_Text passage_
★ ★ ★

A handy reference for the background to early Christianity is coincidentally titled Backgrounds of Early Christianity. The author is Everett Ferguson. Since Doherty discusses Middle Platonism as one of the intellectual matrices to the New Testament epistles, and since relatively few nonspecialists know much if anything about Middle Platonism, here are some notes from Ferguson’s introductory explanation. (I tried to start out with John Dillon’s book but by far too detailed as a beginner’s reference.)

We all have heard of Plato, whose life spanned the fifth and fourth centuries BC. Plato was not as dominant as a philosopher in his own day as he came to be in the early centuries of the Christian era. Ferguson notes that the Church Fathers took their theology largely from the framework of Plato’s philosophy. (p. 335)

★ ★ ★

_Data extract_
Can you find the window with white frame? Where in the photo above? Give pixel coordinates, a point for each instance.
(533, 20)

★ ★ ★

Continue the passage on Middle Platonism and the background of early Christianity, starting after its last sentence.

_The reply_
Middle Platonism is the name given to the philosophical ideas ultimately derived from Plato (Platonism) in the period from the first century BC to the second century AD. It stands between the original era of Plato and his followers, and the Neo-Platonism that dominated in the declining stages of paganism.

The first century B.C. saw a revival in the study of Plato and Aristotle, who returned to a position of predominance they have not lost since. (p. 387)

I cite common ideas running through Middle Platonic schools of thought as summed up by Ferguson.

Rather than discuss the names mentioned, I have given them all hyperlinks to Wikipedia articles. (The reason I often link to Wikipedia is given in this post.) Continue reading “Middle Platonism — a few basics”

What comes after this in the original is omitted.